Task directions
Repeat each entry in full, exactly.

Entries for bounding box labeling
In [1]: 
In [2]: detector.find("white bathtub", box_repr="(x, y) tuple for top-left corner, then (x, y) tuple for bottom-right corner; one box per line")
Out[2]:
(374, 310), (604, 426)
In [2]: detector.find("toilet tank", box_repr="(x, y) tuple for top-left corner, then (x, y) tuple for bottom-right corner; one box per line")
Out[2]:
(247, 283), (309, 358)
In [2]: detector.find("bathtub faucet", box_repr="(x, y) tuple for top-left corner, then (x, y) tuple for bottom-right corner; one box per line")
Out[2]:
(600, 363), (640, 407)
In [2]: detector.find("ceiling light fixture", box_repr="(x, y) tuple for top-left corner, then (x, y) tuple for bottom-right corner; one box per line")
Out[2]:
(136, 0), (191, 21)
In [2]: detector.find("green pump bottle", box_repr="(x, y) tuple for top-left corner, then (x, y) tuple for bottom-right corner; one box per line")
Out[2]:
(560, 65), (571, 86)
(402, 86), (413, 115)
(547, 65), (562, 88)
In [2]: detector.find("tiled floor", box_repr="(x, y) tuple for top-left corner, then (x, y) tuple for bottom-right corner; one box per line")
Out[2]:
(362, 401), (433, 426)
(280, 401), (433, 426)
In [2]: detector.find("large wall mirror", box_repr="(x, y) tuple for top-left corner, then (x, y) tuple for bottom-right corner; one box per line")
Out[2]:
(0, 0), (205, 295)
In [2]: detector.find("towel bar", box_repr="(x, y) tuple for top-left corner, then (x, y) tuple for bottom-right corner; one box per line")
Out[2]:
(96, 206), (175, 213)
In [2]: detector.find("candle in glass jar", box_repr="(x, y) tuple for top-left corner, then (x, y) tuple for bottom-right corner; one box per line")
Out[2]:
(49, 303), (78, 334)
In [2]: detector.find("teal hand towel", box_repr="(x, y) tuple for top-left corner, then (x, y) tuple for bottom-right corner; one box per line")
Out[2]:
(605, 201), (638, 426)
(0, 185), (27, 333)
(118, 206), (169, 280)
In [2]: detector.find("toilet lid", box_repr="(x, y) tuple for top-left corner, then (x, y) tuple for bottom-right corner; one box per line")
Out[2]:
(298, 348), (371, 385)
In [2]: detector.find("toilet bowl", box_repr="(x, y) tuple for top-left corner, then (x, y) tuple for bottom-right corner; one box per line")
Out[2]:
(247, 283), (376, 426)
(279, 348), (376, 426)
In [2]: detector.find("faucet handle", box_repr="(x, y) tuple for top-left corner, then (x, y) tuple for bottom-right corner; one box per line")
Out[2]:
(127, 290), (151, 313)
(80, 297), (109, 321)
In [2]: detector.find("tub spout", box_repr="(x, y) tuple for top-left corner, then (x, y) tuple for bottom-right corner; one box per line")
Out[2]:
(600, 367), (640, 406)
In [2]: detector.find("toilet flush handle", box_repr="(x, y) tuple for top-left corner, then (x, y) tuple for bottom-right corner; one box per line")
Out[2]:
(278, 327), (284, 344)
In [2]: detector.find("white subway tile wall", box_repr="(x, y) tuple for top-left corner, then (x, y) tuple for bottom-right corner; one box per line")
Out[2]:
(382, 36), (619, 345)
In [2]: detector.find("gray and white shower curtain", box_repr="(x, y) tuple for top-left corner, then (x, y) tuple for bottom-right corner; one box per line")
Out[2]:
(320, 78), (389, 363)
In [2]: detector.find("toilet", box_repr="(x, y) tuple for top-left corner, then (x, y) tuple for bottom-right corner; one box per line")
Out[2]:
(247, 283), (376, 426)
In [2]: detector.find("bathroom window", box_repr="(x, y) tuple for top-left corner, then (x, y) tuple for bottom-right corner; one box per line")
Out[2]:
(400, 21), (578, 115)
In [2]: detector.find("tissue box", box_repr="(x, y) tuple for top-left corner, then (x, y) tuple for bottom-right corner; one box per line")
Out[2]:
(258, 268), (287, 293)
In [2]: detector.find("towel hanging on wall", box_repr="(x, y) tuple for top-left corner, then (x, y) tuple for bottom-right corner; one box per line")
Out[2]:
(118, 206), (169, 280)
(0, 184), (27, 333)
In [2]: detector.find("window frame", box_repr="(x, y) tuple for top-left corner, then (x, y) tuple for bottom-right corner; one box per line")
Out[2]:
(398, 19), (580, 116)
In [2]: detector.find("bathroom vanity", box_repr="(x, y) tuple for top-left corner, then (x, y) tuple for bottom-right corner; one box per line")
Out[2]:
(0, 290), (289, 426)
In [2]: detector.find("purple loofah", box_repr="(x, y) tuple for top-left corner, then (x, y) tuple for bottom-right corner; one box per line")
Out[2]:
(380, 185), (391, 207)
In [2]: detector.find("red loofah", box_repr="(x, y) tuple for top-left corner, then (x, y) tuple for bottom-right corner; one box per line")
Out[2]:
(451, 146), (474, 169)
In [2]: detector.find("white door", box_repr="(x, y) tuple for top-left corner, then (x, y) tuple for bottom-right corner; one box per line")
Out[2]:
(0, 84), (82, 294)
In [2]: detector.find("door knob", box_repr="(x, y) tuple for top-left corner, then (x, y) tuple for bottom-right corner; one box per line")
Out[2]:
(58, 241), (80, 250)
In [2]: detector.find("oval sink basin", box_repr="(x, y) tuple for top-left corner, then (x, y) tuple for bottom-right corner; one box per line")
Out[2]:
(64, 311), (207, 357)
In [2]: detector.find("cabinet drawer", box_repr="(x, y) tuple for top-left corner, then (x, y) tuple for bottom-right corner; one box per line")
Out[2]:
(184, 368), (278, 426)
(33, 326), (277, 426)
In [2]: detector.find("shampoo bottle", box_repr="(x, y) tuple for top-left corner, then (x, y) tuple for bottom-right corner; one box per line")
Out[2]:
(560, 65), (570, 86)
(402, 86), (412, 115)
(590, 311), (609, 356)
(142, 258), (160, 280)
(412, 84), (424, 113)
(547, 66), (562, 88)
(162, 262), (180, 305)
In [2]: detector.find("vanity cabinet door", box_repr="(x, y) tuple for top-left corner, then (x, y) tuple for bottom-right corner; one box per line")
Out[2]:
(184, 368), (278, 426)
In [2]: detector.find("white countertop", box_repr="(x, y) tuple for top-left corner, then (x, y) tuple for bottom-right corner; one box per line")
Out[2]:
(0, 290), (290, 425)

Final result
In [1]: 
In [2]: detector.find("white bathtub", box_repr="(x, y) tuple for top-left corner, then (x, y) tuple for bottom-right corner; one box per line")
Out[2]:
(374, 310), (604, 426)
In [2]: detector.find("toilet tank", box_repr="(x, y) tuple for top-left corner, then (x, y) tuple for bottom-right corner; one box per line")
Out[2]:
(247, 283), (309, 358)
In [2]: detector.find("bathtub faucet", box_repr="(x, y) tuple for top-left corner, then (x, y) tuple for bottom-right corner; one box per line")
Out[2]:
(600, 363), (640, 407)
In [2]: detector.find("ceiling light fixture", box_repr="(x, y) tuple for top-left corner, then (x, y) tuple for bottom-right corner; one box per line")
Out[2]:
(136, 0), (191, 21)
In [2]: detector.find("green pump bottle", box_repr="(x, y) tuple for top-left corner, then (x, y) tuple for bottom-right corner; one box per line")
Out[2]:
(560, 65), (571, 86)
(402, 86), (413, 115)
(547, 65), (562, 88)
In [2]: detector.find("tiled floor", box_repr="(x, y) tuple for top-left corner, then (x, y) tuple for bottom-right corner; one box per line")
Out[2]:
(362, 401), (433, 426)
(280, 401), (433, 426)
In [2]: detector.find("large wall mirror", box_repr="(x, y) tuple for top-left corner, then (x, y) tuple for bottom-right corner; one box per line")
Out[2]:
(0, 0), (205, 295)
In [2]: detector.find("towel bar", box_repr="(x, y) tuple for top-left corner, then (x, y) tuple for bottom-right corner; one box per line")
Out[2]:
(96, 206), (175, 213)
In [2]: detector.find("candle in glass jar", box_repr="(x, y) tuple for top-left corner, then (x, y) tuple for bottom-right corner; one box per line")
Out[2]:
(49, 303), (78, 334)
In [2]: detector.find("teal hand towel", box_repr="(x, y) tuple for top-left corner, then (x, y) tuple for bottom-right corner; one box per line")
Out[2]:
(605, 201), (638, 426)
(0, 185), (27, 333)
(118, 206), (169, 280)
In [2]: detector.find("toilet lid", box_repr="(x, y) tuple for top-left corner, then (x, y) tuple for bottom-right corner; one box per line")
Out[2]:
(298, 348), (371, 385)
In [2]: detector.find("toilet bowl", box_repr="(x, y) tuple for top-left corner, then (x, y) tuple for bottom-right corner; one box per line")
Out[2]:
(247, 283), (376, 426)
(279, 348), (376, 426)
In [2]: detector.find("faucet handle", box_repr="(x, y) tuple for top-left corner, then (x, y) tuple for bottom-right corner; one box per line")
Out[2]:
(127, 290), (151, 313)
(80, 297), (109, 321)
In [2]: detector.find("tub spout", box_repr="(x, y) tuple for top-left corner, then (x, y) tuple for bottom-right corner; one box per line")
Out[2]:
(600, 367), (640, 406)
In [2]: detector.find("toilet flush handle", box_repr="(x, y) tuple for top-left corner, then (x, y) tuple for bottom-right corner; one box per line")
Out[2]:
(278, 327), (284, 344)
In [2]: detector.find("white subway tile wall", box_repr="(x, y) tuple for top-left corner, then (x, y) tuple for bottom-right corner; one box per line")
Out[2]:
(382, 36), (619, 345)
In [2]: detector.find("gray and white shower curtain", box_repr="(x, y) tuple for top-left corner, then (x, y) tuple for bottom-right corner; one box per line")
Out[2]:
(320, 78), (389, 363)
In [2]: detector.find("toilet", box_repr="(x, y) tuple for top-left corner, then (x, y) tuple for bottom-right corner; one box per line")
Out[2]:
(247, 283), (376, 426)
In [2]: detector.find("bathroom window", box_repr="(x, y) tuple for top-left corner, then (x, y) tuple for bottom-right corner; one box per line")
Out[2]:
(400, 21), (578, 115)
In [2]: detector.find("tissue box", box_repr="(x, y) tuple for top-left corner, then (x, y) tuple for bottom-right corner; one box per line")
Out[2]:
(258, 268), (287, 293)
In [2]: detector.find("towel hanging on wall", box_repr="(x, y) tuple for top-left corner, then (x, y) tuple for bottom-right corner; one box per line")
Out[2]:
(118, 206), (169, 280)
(0, 184), (27, 333)
In [2]: detector.find("window frame", box_repr="(x, y) tuple for top-left corner, then (x, y) tuple for bottom-right corner; one box per line")
Out[2]:
(398, 19), (580, 116)
In [2]: detector.find("bathroom vanity", box_repr="(x, y) tuple for top-left corner, then (x, y) tuple for bottom-right corner; one box per line")
Out[2]:
(0, 290), (289, 426)
In [2]: detector.find("purple loofah", box_repr="(x, y) tuple for top-left corner, then (x, y) tuple for bottom-right corner; one box per line")
Out[2]:
(380, 185), (391, 207)
In [2]: detector.find("red loofah", box_repr="(x, y) tuple for top-left corner, then (x, y) tuple for bottom-right corner; one box per line")
Out[2]:
(451, 146), (474, 169)
In [2]: detector.find("white door", box_repr="(x, y) tuple for top-left corner, then (x, y) tuple for bottom-right corner; one box per line")
Out[2]:
(0, 84), (82, 294)
In [2]: detector.find("door knob", box_repr="(x, y) tuple for top-left corner, then (x, y) tuple for bottom-right corner; one box per line")
Out[2]:
(58, 241), (80, 250)
In [2]: detector.find("oval sink basin", box_repr="(x, y) tuple for top-left corner, then (x, y) tuple for bottom-right corner; one box per line")
Out[2]:
(64, 311), (207, 357)
In [2]: detector.find("cabinet drawer", box_repr="(x, y) tuple for top-left corner, then (x, y) tuple for bottom-right corner; one box per line")
Out[2]:
(184, 368), (278, 426)
(33, 326), (277, 426)
In [2]: detector.find("shampoo bottle", box_repr="(x, y) tuple for top-left corner, then (x, y) tuple for bottom-right corner; one box per line")
Out[2]:
(560, 65), (570, 86)
(402, 86), (412, 115)
(590, 311), (609, 356)
(142, 258), (160, 280)
(412, 84), (424, 113)
(547, 66), (562, 88)
(162, 262), (180, 305)
In [2]: detector.find("vanity cabinet door", box_repr="(x, y) tuple for top-left corner, then (x, y) tuple for bottom-right corner; one box per line")
Out[2]:
(184, 368), (278, 426)
In [2]: detector.find("white countertop", box_repr="(x, y) tuple for top-left corner, then (x, y) tuple for bottom-right corner; one box per line")
Out[2]:
(0, 290), (290, 425)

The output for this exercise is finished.